Return the material unaltered, line by line.
**** Exercise input ****
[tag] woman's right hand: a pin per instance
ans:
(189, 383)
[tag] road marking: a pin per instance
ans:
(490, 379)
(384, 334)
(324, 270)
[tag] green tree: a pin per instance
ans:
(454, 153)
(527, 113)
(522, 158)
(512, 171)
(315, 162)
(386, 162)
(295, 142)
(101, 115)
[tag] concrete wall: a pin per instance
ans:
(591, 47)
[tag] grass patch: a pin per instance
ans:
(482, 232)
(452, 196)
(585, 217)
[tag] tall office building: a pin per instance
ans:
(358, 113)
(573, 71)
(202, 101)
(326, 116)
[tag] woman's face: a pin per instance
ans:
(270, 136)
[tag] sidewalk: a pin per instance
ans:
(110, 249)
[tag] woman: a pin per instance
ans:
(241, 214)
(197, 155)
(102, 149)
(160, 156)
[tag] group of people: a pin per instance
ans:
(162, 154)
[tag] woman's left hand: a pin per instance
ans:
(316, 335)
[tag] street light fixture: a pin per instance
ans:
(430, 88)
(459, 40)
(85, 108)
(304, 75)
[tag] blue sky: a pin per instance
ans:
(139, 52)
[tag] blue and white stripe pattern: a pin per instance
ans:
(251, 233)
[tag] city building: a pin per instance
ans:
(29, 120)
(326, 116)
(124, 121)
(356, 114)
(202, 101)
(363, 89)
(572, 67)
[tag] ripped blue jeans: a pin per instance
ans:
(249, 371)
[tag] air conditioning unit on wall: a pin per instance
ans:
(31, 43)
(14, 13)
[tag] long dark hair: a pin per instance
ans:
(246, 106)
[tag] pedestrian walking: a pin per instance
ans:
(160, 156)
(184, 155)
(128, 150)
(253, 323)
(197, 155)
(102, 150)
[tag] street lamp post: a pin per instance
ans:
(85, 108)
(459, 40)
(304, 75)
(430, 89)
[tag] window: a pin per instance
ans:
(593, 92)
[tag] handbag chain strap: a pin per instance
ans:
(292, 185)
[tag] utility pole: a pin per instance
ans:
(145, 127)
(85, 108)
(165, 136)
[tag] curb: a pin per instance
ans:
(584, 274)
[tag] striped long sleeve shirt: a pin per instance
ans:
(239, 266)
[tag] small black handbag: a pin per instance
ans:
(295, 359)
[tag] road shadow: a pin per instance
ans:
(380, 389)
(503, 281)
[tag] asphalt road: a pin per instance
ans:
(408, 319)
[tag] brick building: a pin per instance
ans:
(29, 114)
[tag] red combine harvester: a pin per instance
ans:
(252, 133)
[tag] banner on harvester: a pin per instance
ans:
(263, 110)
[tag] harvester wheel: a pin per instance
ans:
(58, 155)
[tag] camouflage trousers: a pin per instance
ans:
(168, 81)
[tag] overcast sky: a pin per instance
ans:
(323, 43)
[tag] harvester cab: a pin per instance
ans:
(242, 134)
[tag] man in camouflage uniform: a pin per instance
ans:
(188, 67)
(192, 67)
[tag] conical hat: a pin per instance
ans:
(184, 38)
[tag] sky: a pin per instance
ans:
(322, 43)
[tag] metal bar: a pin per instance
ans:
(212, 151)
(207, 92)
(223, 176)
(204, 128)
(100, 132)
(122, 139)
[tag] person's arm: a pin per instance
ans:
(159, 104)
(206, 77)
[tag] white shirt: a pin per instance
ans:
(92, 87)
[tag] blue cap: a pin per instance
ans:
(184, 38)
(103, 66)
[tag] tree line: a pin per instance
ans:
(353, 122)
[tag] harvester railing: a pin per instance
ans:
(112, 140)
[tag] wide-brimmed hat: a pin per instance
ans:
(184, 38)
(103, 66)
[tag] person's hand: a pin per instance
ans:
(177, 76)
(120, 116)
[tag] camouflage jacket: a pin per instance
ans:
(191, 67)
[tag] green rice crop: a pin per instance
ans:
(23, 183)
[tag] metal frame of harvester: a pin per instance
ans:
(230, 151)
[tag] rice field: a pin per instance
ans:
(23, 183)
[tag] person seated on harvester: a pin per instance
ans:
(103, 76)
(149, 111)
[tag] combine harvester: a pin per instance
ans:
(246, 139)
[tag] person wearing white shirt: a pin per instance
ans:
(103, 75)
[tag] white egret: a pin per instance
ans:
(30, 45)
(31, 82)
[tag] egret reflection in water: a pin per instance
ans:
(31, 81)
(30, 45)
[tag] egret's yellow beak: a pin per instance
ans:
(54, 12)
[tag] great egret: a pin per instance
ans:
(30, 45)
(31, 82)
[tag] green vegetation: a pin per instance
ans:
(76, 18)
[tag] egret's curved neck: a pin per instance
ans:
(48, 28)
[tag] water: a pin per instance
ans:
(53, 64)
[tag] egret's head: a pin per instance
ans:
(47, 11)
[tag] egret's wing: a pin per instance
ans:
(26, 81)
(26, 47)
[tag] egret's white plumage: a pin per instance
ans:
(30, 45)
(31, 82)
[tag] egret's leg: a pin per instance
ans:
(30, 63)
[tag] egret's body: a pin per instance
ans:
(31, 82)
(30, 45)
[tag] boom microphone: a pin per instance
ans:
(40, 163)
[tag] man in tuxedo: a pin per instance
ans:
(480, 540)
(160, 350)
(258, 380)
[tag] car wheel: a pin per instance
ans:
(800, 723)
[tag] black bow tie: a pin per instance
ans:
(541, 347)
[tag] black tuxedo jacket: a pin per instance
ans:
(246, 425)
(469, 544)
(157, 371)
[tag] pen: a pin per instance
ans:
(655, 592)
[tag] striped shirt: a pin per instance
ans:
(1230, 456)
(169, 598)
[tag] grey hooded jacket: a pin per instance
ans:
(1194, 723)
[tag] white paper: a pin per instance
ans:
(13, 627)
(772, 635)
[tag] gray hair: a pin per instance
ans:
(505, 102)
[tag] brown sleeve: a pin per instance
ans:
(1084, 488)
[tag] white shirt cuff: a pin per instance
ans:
****
*Response box*
[tag] woman's right hand: a pin per instance
ans:
(189, 383)
[tag] road marking: a pin per instance
ans:
(490, 379)
(384, 334)
(324, 270)
[tag] green tree: a pin per instance
ans:
(454, 153)
(527, 113)
(522, 158)
(512, 171)
(315, 162)
(386, 162)
(295, 142)
(101, 115)
[tag] concrete wall: a pin per instance
ans:
(591, 47)
[tag] grass patch: a pin per instance
ans:
(482, 232)
(452, 196)
(585, 217)
[tag] tall office building: a pin per instance
ans:
(358, 113)
(573, 71)
(202, 101)
(326, 116)
[tag] woman's face: a pin per instance
ans:
(270, 136)
[tag] sidewalk: a pin per instance
ans:
(110, 249)
[tag] woman: a pin per instance
ans:
(241, 214)
(197, 155)
(102, 149)
(160, 156)
[tag] group of people: a pin per instance
ans:
(162, 154)
[tag] woman's left hand: a pin per instance
ans:
(316, 335)
[tag] street light fixture: a pin per instance
ans:
(430, 88)
(459, 40)
(85, 108)
(304, 75)
[tag] blue sky: a pin per instance
ans:
(139, 52)
[tag] blue and white stripe pattern: a pin per instance
ans:
(251, 233)
[tag] city building: a pin per instance
ans:
(29, 120)
(326, 116)
(124, 121)
(356, 114)
(202, 101)
(363, 89)
(572, 67)
[tag] ripped blue jeans: a pin per instance
ans:
(249, 371)
[tag] air conditioning unit on wall: a pin per instance
ans:
(31, 43)
(14, 13)
[tag] long dark hair: a pin per instance
ans:
(246, 106)
[tag] pedestrian walking: a pin per instance
ans:
(160, 156)
(184, 155)
(128, 150)
(253, 323)
(197, 155)
(102, 150)
[tag] street lamp post: a pin per instance
ans:
(85, 108)
(459, 40)
(304, 75)
(430, 89)
[tag] window: a pin per instance
ans:
(593, 92)
[tag] handbag chain strap: a pin per instance
ans:
(292, 185)
[tag] utility pole: a pin per instance
ans:
(145, 127)
(85, 108)
(165, 136)
[tag] curb: a pin per instance
ans:
(584, 274)
[tag] striped long sleeve shirt: a pin per instance
ans:
(239, 266)
[tag] small black handbag: a pin per instance
ans:
(295, 359)
[tag] road shadow: a pin per instance
ans:
(380, 389)
(503, 281)
[tag] asphalt road: a pin per instance
ans:
(408, 319)
[tag] brick building: a pin per instance
ans:
(29, 114)
[tag] red combine harvester: a pin per instance
ans:
(252, 133)
[tag] banner on harvester: a pin per instance
ans:
(263, 110)
[tag] harvester wheel: a pin per instance
ans:
(58, 155)
[tag] camouflage trousers: a pin per instance
ans:
(168, 81)
[tag] overcast sky: a pin per instance
ans:
(323, 43)
[tag] harvester cab: a pin per instance
ans:
(242, 134)
[tag] man in camouflage uniform: a pin per instance
ans:
(188, 67)
(192, 67)
[tag] conical hat: a pin per instance
ans:
(184, 38)
[tag] sky: a pin per instance
ans:
(322, 43)
[tag] metal bar: a pin per instance
ans:
(212, 151)
(207, 92)
(223, 176)
(204, 128)
(100, 132)
(122, 139)
[tag] person's arm: a pin per instance
ans:
(159, 104)
(206, 77)
[tag] white shirt: a pin per instance
ans:
(92, 87)
[tag] blue cap: a pin per instance
ans:
(184, 38)
(103, 66)
[tag] tree line: a pin per instance
ans:
(353, 122)
[tag] harvester railing: a pin per instance
ans:
(112, 140)
[tag] wide-brimmed hat: a pin per instance
ans:
(184, 38)
(103, 66)
[tag] person's hand: a pin per instance
ans:
(177, 76)
(120, 116)
[tag] camouflage jacket: a pin per instance
ans:
(191, 67)
[tag] green rice crop: a pin per instance
ans:
(23, 183)
[tag] metal frame of harvester: a pin per instance
ans:
(230, 151)
[tag] rice field: a pin per instance
ans:
(23, 183)
[tag] person seated on harvester: a pin per instance
ans:
(103, 76)
(149, 111)
[tag] combine harvester: a pin per instance
ans:
(246, 139)
[tag] person wearing white shirt: a pin per instance
ans:
(103, 75)
[tag] white egret: a pin per instance
ans:
(30, 45)
(31, 82)
[tag] egret reflection in water: a pin per instance
ans:
(31, 81)
(30, 45)
[tag] egret's yellow beak: a pin per instance
ans:
(54, 12)
[tag] great egret: a pin per instance
ans:
(30, 45)
(31, 82)
[tag] green vegetation: a pin per instance
ans:
(76, 18)
[tag] egret's curved neck: a pin per instance
ans:
(48, 28)
[tag] water: a pin per instance
ans:
(53, 64)
[tag] egret's head: a pin per instance
ans:
(47, 11)
[tag] egret's wing: a pin per instance
ans:
(26, 81)
(26, 47)
[tag] egret's white plumage: a pin per instance
ans:
(30, 45)
(31, 82)
[tag] egret's leg: a pin per instance
ans:
(30, 63)
[tag] egret's body: a pin per instance
ans:
(31, 82)
(30, 45)
[tag] boom microphone: a pin per instance
ans:
(40, 163)
[tag] man in tuxedo: a pin per instance
ans:
(480, 540)
(160, 350)
(258, 380)
[tag] car wheel: a pin per instance
ans:
(800, 723)
[tag] black bow tie: a pin per instance
ans:
(541, 347)
[tag] black tuxedo jacket: a pin per instance
ans:
(246, 425)
(469, 544)
(157, 371)
[tag] pen: a pin per instance
ans:
(655, 592)
[tag] striped shirt: a pin per instance
ans:
(1230, 456)
(169, 598)
[tag] grey hooded jacket: a pin per instance
ans:
(1194, 723)
[tag] white paper: a pin per instance
ans:
(13, 627)
(772, 635)
[tag] gray hair: a pin per instance
ans:
(505, 102)
[tag] brown sleeve: a pin per instance
ans:
(1084, 488)
[tag] white shirt cuff: a pin per instance
ans:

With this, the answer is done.